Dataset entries
--*--

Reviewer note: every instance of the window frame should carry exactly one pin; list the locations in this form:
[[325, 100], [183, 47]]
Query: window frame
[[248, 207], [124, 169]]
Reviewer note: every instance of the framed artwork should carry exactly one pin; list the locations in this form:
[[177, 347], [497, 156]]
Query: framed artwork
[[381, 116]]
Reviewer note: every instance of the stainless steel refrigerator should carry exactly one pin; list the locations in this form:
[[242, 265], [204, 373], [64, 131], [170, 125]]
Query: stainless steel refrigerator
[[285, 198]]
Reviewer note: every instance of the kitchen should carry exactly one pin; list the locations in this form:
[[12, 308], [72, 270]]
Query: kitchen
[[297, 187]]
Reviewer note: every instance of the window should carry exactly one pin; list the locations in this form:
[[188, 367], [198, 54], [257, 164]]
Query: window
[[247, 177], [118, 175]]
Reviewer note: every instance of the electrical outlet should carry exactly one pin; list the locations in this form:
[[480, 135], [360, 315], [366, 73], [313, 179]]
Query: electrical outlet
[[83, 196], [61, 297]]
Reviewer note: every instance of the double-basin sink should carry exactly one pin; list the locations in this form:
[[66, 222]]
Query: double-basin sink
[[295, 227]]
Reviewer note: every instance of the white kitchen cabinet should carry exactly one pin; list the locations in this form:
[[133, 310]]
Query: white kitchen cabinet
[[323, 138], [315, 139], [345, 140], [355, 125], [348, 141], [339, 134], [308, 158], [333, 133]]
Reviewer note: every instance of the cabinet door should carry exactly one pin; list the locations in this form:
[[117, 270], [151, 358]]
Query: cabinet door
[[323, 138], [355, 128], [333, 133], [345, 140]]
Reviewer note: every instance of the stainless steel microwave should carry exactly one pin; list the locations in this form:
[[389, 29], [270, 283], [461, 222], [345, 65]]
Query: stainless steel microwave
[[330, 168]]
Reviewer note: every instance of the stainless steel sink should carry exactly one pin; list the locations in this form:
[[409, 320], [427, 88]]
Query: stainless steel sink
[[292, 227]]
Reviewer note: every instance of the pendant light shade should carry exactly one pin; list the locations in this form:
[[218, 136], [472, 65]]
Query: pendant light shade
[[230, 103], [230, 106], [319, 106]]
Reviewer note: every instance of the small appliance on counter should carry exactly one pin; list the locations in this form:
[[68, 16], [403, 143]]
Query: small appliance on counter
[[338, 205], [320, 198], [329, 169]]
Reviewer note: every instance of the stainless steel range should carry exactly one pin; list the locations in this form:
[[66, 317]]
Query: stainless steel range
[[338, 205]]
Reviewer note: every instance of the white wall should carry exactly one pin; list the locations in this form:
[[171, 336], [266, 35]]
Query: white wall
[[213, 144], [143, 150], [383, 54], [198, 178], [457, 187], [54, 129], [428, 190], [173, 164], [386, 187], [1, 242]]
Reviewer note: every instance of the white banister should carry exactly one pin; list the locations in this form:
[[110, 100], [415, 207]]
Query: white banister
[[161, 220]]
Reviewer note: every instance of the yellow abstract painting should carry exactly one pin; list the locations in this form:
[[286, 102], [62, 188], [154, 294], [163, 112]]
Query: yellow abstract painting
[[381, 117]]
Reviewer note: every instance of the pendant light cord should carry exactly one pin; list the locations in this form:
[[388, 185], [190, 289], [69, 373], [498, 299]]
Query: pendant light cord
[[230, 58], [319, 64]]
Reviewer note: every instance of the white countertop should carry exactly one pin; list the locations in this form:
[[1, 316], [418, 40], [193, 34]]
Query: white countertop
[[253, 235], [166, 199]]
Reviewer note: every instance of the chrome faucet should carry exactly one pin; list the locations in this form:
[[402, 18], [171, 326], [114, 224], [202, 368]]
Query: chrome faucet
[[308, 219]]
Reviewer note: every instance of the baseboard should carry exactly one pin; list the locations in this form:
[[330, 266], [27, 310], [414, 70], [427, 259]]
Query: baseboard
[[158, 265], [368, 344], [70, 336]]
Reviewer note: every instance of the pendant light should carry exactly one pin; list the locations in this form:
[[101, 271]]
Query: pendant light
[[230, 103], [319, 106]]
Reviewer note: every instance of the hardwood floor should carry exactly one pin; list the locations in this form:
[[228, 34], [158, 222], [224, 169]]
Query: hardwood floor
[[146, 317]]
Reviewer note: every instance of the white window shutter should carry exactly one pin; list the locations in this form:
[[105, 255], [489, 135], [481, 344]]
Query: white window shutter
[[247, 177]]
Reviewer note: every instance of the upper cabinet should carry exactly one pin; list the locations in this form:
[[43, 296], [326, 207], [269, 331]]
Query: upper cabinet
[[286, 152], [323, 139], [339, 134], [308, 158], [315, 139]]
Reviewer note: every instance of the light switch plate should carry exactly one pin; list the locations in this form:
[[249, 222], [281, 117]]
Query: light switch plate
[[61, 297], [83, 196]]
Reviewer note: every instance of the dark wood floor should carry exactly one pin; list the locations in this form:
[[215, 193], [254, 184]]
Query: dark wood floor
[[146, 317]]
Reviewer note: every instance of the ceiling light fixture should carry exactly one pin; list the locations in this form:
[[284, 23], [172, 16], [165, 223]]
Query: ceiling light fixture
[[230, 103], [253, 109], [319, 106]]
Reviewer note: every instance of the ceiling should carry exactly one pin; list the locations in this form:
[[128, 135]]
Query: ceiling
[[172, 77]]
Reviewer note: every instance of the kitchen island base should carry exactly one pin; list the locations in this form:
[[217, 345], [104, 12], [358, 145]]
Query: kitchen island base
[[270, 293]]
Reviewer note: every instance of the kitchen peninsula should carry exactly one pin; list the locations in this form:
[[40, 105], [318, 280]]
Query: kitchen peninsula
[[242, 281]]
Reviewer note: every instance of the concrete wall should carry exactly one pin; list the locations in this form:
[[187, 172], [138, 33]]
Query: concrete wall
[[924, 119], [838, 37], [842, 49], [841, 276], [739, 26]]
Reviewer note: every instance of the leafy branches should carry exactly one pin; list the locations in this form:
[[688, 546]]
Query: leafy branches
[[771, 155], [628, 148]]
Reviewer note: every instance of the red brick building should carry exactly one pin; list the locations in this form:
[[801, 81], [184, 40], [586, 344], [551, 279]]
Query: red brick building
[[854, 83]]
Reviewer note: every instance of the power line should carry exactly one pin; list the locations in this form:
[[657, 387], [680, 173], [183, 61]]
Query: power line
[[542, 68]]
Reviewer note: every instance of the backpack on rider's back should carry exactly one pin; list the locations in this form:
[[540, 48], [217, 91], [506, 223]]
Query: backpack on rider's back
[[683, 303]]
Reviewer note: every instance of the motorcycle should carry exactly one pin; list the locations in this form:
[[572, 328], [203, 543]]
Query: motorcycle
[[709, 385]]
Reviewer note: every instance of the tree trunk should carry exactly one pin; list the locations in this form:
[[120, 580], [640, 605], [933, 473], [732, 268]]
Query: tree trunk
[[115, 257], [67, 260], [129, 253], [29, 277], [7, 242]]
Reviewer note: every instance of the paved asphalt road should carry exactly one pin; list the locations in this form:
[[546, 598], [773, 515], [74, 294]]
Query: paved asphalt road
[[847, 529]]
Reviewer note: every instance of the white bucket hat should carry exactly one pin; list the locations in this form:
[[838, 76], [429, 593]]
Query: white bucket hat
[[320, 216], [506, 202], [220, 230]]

--*--

Task statement:
Lines to set down from above: the line with "[[325, 100], [183, 47]]", the line with "[[188, 367], [198, 54], [257, 164]]", and every line between, each exactly as written.

Response area:
[[325, 100], [183, 47]]
Query: window frame
[[248, 207], [124, 169]]
Reviewer note: every instance of the framed artwork should carry exactly one pin; list the locations in this form:
[[177, 347], [497, 156]]
Query: framed artwork
[[381, 116]]
Reviewer note: every instance of the stainless steel refrigerator should carry exactly one pin; list the locations in this form:
[[242, 265], [204, 373], [64, 131], [170, 125]]
Query: stainless steel refrigerator
[[285, 198]]
Reviewer note: every instance of the kitchen should carry exactly one pin; list the locations in this form:
[[12, 308], [72, 270]]
Query: kitchen
[[297, 187]]
Reviewer note: every instance of the window should carry exactly one pin; list the locations in this form:
[[188, 367], [198, 54], [257, 164]]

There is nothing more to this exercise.